■ Task 1
In the passage on Husqvarna's history, what year did Husqvarna make its first motorcycle?
■ Task 2
Rewrite the paragraph of the passage on Husqvarna's history that begins "Eventually all production was moved" as a short bulleted list that keeps its main facts.
■ Task 3
From the passage on Husqvarna's history, write out word for word the section starting at "Eventually all production" and ending at "Husqvarna Vapenfabriks Aktiebolag.".

Eventually all production was moved to Huskvarna and in 1757 the arsenal was privatized under the ownership of Fredrik Ehrenpreus. In 1867 the company became a limited company under the name Husqvarna Vapenfabriks Aktiebolag.

When military orders dropped after the Danish-Prussian War of 1864 and the Franco-Prussian War of 1870-71, Husqvarna began making shotguns and hunting rifles, they were also the primary maker of firearms for the country's military and police. They also started manufacturing stoves, sewing machines and bicycles. In 1903 Husqvarna made their first motorcycle. Husqvarna continued manufacturing firearms, though mostly civilian firearms except during the two world wars and some shorter periods of military production. This included licensed copies of the Remington Rolling Block and Mauser bolt-action rifles, among others. Examples of guns made for the military include a copy of the FN Model 1903, a semi-automatic pistol originally made by Belgium arms company FN Herstal; during World War I when Germany invaded Belgium in 1914 shipment of arms to Sweden ceased so the Swedish government decided to begin manufacturing their own version of the FN 1903 chambered in 9×20mmSR Browning Long, at Husqvarna Vapenfabrik in 1917 and continued manufacturing, and exporting it, until 1942. During World War II Sweden was uncertain whether Nazi Germany would respect their neutrality, so they sought a replacement for their outdated FN Model 1903's. To that end Husqvarna was contracted in 1940 to produce a replica of the Finnish L-35 semi-automatic pistol chambered in 9×19mm Parabellum, Husqvarna continued manufacturing this pistol for both the Swedish military & police as well as the Danish police until 1988.

■ Information provided

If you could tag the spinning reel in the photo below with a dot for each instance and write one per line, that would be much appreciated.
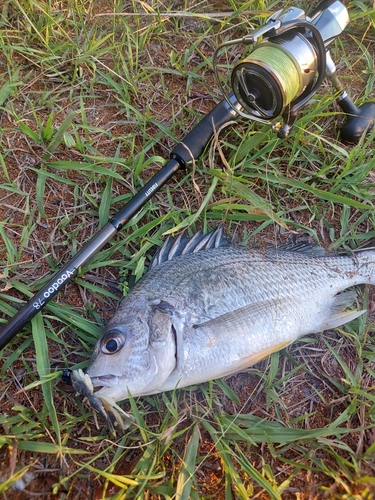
(286, 67)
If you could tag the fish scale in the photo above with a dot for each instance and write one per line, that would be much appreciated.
(207, 309)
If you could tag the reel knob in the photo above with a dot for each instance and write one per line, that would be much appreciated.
(359, 119)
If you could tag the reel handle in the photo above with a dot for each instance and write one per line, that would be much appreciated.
(359, 119)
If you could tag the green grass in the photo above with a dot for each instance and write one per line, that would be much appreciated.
(90, 106)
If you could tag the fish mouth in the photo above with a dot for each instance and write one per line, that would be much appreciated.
(103, 381)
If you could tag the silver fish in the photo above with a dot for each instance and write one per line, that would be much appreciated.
(207, 309)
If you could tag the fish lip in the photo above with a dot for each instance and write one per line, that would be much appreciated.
(103, 381)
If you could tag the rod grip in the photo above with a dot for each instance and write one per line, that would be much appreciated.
(193, 145)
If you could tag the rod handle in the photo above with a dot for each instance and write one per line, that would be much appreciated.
(193, 145)
(359, 119)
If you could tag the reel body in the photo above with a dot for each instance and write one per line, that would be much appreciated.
(287, 64)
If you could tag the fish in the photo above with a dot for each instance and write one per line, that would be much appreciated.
(208, 309)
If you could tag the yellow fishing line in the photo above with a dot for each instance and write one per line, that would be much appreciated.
(275, 59)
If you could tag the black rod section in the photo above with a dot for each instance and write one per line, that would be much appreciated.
(70, 270)
(190, 148)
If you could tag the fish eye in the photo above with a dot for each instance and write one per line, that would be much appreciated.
(112, 342)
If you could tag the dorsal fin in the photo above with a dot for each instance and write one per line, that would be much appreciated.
(182, 245)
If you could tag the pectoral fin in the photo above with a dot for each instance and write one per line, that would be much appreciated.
(258, 356)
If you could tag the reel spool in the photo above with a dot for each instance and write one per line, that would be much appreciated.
(287, 66)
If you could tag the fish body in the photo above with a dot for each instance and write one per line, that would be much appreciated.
(201, 314)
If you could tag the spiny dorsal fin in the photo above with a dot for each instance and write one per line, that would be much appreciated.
(182, 245)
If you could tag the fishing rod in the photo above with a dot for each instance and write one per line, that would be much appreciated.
(285, 68)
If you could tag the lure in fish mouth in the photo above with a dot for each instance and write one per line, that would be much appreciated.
(207, 309)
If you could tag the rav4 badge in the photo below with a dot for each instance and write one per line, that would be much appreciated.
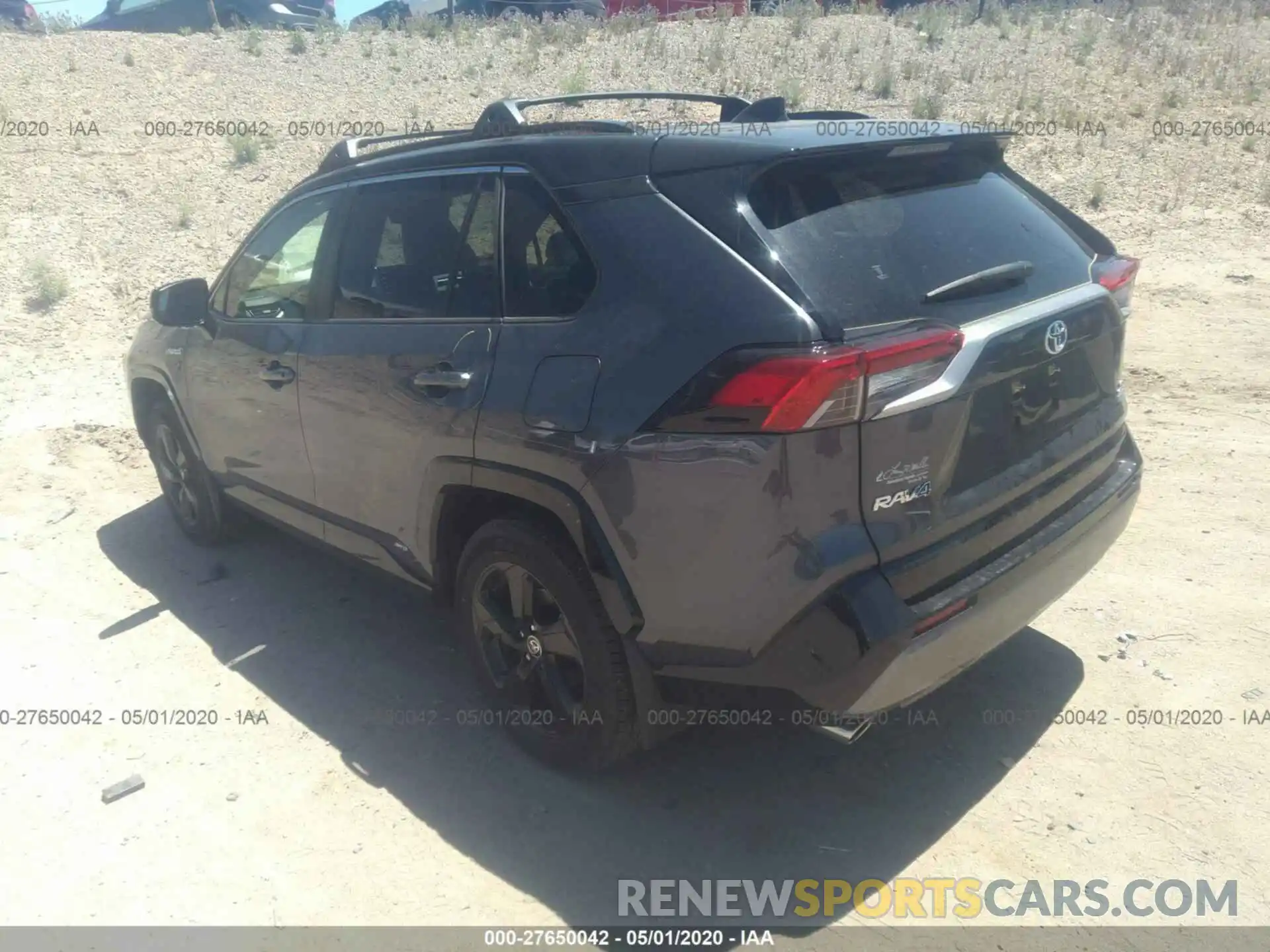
(905, 495)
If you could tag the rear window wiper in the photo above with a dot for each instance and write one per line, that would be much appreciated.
(982, 282)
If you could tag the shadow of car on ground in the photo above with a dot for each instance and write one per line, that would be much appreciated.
(757, 803)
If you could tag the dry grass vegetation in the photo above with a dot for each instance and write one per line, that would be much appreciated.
(1152, 117)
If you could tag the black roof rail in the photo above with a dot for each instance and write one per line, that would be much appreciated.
(828, 114)
(506, 117)
(349, 150)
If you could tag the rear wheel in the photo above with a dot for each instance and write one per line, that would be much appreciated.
(192, 496)
(542, 647)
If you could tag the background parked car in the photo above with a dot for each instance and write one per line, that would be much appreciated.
(18, 13)
(172, 16)
(399, 11)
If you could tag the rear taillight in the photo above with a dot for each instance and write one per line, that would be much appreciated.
(1117, 274)
(753, 390)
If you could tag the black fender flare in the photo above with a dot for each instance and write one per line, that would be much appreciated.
(157, 375)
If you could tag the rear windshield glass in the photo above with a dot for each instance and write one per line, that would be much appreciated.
(867, 239)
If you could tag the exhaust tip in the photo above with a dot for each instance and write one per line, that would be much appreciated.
(846, 733)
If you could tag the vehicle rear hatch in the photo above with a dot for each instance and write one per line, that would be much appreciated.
(984, 409)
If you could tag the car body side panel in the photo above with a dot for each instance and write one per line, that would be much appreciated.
(727, 539)
(712, 534)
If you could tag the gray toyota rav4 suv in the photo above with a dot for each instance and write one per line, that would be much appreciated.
(790, 412)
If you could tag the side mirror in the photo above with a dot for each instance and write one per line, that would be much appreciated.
(183, 303)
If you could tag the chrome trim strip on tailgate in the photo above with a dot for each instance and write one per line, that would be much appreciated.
(977, 337)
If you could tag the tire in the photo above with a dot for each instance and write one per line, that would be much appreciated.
(554, 669)
(193, 498)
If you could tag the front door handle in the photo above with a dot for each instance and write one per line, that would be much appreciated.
(276, 375)
(443, 376)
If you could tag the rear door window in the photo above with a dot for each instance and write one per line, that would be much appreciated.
(548, 270)
(421, 248)
(867, 239)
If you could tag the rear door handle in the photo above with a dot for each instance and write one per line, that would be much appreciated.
(443, 376)
(276, 375)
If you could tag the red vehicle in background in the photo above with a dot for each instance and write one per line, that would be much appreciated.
(676, 9)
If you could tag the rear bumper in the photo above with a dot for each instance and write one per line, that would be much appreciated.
(857, 654)
(1005, 597)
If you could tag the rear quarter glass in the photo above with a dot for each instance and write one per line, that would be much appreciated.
(864, 238)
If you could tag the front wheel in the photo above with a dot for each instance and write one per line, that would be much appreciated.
(193, 499)
(542, 647)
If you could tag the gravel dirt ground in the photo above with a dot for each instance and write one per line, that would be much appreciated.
(302, 807)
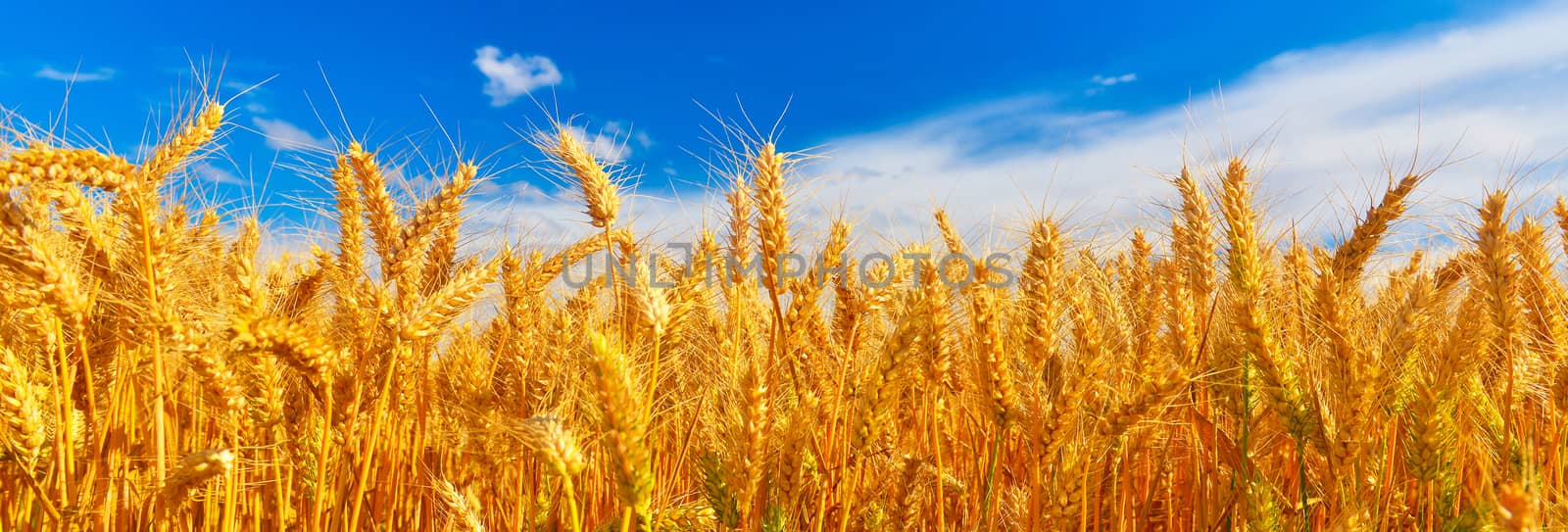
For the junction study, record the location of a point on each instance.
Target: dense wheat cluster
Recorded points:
(1201, 375)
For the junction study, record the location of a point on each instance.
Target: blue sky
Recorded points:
(938, 102)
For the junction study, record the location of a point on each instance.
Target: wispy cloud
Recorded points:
(216, 174)
(49, 73)
(287, 137)
(604, 145)
(1324, 121)
(1102, 82)
(1319, 125)
(514, 75)
(1109, 80)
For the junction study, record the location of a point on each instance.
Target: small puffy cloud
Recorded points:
(1109, 80)
(49, 73)
(514, 74)
(287, 137)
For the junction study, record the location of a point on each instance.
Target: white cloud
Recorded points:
(216, 174)
(49, 73)
(287, 137)
(514, 75)
(1324, 121)
(1316, 124)
(604, 145)
(1109, 80)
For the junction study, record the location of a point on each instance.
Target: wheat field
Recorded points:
(1207, 374)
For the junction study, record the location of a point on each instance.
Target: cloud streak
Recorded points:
(1319, 125)
(49, 73)
(1324, 118)
(284, 135)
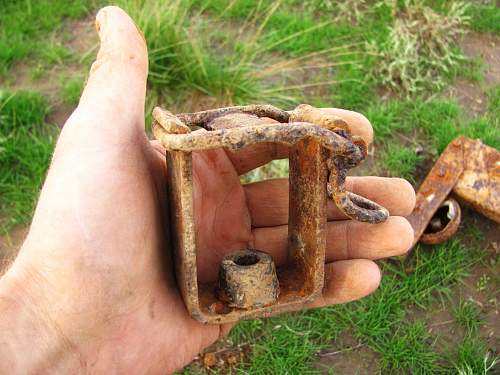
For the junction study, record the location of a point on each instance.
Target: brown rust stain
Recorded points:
(321, 151)
(472, 171)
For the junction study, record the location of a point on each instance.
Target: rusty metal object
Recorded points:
(247, 279)
(321, 150)
(443, 224)
(472, 171)
(479, 184)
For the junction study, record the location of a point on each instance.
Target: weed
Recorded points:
(467, 315)
(408, 350)
(420, 50)
(400, 160)
(485, 17)
(482, 283)
(71, 90)
(474, 358)
(25, 25)
(25, 152)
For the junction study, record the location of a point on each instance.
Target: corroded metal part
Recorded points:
(168, 122)
(239, 137)
(479, 184)
(308, 113)
(443, 224)
(472, 171)
(203, 118)
(352, 205)
(312, 148)
(247, 279)
(436, 187)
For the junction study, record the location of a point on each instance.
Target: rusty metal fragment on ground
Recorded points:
(321, 150)
(469, 169)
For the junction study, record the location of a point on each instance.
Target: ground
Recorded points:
(421, 71)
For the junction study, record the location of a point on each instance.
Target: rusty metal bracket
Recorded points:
(469, 169)
(321, 150)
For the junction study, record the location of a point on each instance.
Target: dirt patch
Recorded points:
(472, 95)
(348, 357)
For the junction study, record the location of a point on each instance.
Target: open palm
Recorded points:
(96, 266)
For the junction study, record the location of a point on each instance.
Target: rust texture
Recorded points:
(479, 184)
(248, 279)
(321, 150)
(469, 169)
(443, 224)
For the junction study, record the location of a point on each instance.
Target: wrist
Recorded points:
(30, 340)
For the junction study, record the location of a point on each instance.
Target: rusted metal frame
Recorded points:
(437, 186)
(300, 280)
(469, 169)
(238, 138)
(202, 118)
(311, 146)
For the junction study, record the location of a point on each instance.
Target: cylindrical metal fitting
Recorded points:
(247, 279)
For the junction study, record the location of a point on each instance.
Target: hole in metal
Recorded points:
(246, 260)
(440, 219)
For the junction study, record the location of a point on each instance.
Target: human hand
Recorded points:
(93, 290)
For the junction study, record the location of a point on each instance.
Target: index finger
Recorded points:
(254, 156)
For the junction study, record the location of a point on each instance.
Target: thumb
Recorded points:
(112, 102)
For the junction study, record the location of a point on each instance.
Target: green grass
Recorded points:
(486, 18)
(468, 315)
(381, 322)
(71, 89)
(25, 152)
(217, 52)
(27, 30)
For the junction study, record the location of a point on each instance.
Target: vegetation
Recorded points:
(387, 59)
(25, 152)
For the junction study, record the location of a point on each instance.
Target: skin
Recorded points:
(92, 289)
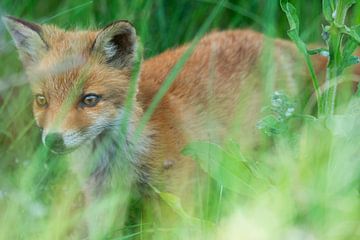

■ Exercise output 1
1903

■ Exercise output 2
- All production was eventually moved to Huskvarna.
- In 1757 the arsenal was privatized under the ownership of Fredrik Ehrenpreus.
- In 1867 the company became a limited company named Husqvarna Vapenfabriks Aktiebolag.

■ Exercise output 3
Eventually all production was moved to Huskvarna and in 1757 the arsenal was privatized under the ownership of Fredrik Ehrenpreus. In 1867 the company became a limited company under the name Husqvarna Vapenfabriks Aktiebolag.